===== GIVEN INFORMATION
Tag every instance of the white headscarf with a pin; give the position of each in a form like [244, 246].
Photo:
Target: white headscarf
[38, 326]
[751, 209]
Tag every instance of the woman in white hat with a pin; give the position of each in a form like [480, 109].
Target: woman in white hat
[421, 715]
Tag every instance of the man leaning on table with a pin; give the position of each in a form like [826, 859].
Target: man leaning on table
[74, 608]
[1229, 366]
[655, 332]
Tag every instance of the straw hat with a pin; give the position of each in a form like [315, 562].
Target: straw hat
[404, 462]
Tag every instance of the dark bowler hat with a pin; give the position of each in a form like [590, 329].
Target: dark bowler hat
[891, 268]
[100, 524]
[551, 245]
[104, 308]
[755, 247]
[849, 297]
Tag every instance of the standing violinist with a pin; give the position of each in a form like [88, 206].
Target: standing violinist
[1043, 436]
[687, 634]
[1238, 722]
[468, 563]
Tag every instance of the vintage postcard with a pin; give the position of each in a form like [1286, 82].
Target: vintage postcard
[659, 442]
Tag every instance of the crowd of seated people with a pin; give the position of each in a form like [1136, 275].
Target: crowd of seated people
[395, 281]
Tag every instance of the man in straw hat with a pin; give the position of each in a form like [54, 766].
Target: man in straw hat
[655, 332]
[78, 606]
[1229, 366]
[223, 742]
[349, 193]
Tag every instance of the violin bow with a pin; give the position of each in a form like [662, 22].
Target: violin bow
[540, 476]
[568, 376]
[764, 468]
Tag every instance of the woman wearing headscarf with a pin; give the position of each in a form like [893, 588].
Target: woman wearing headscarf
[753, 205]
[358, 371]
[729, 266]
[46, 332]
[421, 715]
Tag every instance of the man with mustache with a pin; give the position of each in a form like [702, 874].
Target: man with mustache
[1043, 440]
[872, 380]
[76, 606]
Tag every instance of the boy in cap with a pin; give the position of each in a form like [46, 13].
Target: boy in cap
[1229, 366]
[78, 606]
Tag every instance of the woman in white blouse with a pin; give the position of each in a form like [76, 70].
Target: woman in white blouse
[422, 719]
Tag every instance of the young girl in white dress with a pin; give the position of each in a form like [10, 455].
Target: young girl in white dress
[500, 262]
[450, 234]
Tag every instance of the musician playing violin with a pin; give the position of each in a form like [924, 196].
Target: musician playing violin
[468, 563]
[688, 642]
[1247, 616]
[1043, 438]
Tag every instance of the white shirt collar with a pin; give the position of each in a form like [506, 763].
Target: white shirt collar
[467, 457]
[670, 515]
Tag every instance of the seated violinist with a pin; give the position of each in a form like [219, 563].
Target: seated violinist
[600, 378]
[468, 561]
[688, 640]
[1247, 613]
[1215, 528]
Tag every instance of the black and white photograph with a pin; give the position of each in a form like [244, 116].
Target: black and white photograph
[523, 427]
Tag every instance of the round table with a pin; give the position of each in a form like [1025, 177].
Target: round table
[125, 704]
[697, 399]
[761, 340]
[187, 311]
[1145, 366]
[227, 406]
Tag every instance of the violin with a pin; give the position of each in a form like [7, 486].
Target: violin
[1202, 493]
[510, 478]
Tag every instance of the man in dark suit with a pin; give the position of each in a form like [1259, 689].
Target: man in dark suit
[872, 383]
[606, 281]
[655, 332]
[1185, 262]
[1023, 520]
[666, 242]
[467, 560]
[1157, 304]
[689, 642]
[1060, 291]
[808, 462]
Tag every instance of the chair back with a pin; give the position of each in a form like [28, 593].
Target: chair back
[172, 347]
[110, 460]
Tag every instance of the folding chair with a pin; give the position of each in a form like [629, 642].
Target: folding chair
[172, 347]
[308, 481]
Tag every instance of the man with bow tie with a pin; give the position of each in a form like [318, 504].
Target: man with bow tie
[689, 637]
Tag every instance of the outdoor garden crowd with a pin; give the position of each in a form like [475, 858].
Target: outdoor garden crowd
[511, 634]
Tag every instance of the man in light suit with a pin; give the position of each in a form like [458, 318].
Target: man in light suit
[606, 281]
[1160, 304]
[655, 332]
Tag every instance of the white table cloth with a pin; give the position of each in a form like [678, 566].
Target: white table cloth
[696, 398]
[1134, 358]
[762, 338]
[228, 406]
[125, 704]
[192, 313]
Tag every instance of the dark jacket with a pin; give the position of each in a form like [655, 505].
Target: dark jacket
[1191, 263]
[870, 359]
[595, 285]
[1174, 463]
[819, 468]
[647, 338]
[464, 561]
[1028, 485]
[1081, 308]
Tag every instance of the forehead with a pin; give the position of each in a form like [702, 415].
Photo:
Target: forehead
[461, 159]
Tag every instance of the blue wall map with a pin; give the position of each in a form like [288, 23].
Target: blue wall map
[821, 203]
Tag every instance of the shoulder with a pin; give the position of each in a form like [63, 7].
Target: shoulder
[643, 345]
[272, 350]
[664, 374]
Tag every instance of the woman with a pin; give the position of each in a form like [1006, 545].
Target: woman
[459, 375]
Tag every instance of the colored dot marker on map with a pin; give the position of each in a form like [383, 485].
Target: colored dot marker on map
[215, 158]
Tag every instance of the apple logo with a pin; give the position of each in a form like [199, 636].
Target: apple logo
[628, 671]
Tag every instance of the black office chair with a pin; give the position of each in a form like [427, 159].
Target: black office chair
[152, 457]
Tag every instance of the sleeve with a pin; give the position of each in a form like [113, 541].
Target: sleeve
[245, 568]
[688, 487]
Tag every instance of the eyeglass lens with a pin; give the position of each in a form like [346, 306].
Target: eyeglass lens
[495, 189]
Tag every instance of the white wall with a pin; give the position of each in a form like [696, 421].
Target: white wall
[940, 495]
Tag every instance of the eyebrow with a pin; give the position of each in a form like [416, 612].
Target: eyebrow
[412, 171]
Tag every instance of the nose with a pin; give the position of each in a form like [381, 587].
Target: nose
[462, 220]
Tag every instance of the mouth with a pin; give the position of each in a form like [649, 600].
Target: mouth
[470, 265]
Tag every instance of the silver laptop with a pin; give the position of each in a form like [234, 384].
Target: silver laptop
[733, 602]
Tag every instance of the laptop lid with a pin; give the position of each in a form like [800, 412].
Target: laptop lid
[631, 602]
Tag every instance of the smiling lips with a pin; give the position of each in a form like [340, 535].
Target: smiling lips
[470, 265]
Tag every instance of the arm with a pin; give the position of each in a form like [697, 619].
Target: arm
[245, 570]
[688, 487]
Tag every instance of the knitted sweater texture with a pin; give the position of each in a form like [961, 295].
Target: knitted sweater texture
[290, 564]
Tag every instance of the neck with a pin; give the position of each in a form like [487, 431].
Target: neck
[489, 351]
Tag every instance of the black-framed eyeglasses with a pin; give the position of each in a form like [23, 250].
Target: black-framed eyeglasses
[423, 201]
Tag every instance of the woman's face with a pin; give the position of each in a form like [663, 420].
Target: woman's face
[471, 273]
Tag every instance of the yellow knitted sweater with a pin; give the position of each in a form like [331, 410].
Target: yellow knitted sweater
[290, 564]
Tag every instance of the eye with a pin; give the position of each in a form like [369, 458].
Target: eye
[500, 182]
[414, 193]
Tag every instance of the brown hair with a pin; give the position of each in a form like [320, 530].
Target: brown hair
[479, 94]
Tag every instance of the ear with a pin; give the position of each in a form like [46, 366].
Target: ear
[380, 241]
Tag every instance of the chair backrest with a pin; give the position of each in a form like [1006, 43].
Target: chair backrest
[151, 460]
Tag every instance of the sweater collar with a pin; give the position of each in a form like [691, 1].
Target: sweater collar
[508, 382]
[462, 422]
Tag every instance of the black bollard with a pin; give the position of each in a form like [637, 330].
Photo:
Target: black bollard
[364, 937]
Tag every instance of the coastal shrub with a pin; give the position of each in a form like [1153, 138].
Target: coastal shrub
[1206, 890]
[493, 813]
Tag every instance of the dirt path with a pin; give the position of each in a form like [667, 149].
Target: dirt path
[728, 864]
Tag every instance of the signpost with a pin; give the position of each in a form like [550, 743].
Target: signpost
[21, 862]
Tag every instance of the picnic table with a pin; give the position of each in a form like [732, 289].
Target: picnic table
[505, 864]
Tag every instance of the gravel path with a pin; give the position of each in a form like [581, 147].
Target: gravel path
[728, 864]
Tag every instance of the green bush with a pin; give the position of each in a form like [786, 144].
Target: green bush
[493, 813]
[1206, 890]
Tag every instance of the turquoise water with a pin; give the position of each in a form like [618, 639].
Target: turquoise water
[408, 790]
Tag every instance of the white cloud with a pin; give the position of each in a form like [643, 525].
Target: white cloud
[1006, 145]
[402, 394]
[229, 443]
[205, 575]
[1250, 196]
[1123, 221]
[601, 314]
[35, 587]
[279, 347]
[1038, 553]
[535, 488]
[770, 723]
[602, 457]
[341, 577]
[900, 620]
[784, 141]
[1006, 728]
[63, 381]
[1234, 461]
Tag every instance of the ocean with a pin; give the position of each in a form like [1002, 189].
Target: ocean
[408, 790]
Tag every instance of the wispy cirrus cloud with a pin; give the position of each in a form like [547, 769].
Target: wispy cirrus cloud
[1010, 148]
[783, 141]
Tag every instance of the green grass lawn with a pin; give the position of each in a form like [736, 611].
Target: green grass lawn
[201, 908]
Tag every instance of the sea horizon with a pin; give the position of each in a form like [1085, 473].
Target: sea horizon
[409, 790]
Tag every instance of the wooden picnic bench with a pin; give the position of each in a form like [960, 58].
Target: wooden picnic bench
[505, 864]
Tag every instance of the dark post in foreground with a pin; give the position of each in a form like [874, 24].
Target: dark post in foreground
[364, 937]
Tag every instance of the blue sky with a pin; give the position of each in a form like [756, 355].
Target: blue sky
==========
● **EXERCISE GOAL**
Each line from the one containing "Tag every instance of the wispy" to the end of the records should be echoed exactly, and no other line.

● **COMPLETE OUTPUT**
Tag every instance of the wispy cirrus cloud with a pin; give the position of each in a form like [547, 769].
Target: wispy cirrus cloud
[1010, 148]
[783, 141]
Tag every instance of the green grass lawn with a pin; give the position of each in a form like [736, 611].
Target: green grass lawn
[201, 908]
Tag every instance of the sea horizon with a pin; give the position of each in a form like [1085, 473].
Target: sea horizon
[409, 790]
Tag every instance of the wooden picnic bench with a pin; give the position of each in a form like [960, 58].
Target: wooden picnic bench
[505, 864]
Tag every instance of the dark post in foreground with a pin; give the position of each in a form like [874, 24].
Target: dark post in foreground
[364, 937]
Tag every instance of the blue sky with a pin; give the position of each in a form like [756, 355].
Target: blue sky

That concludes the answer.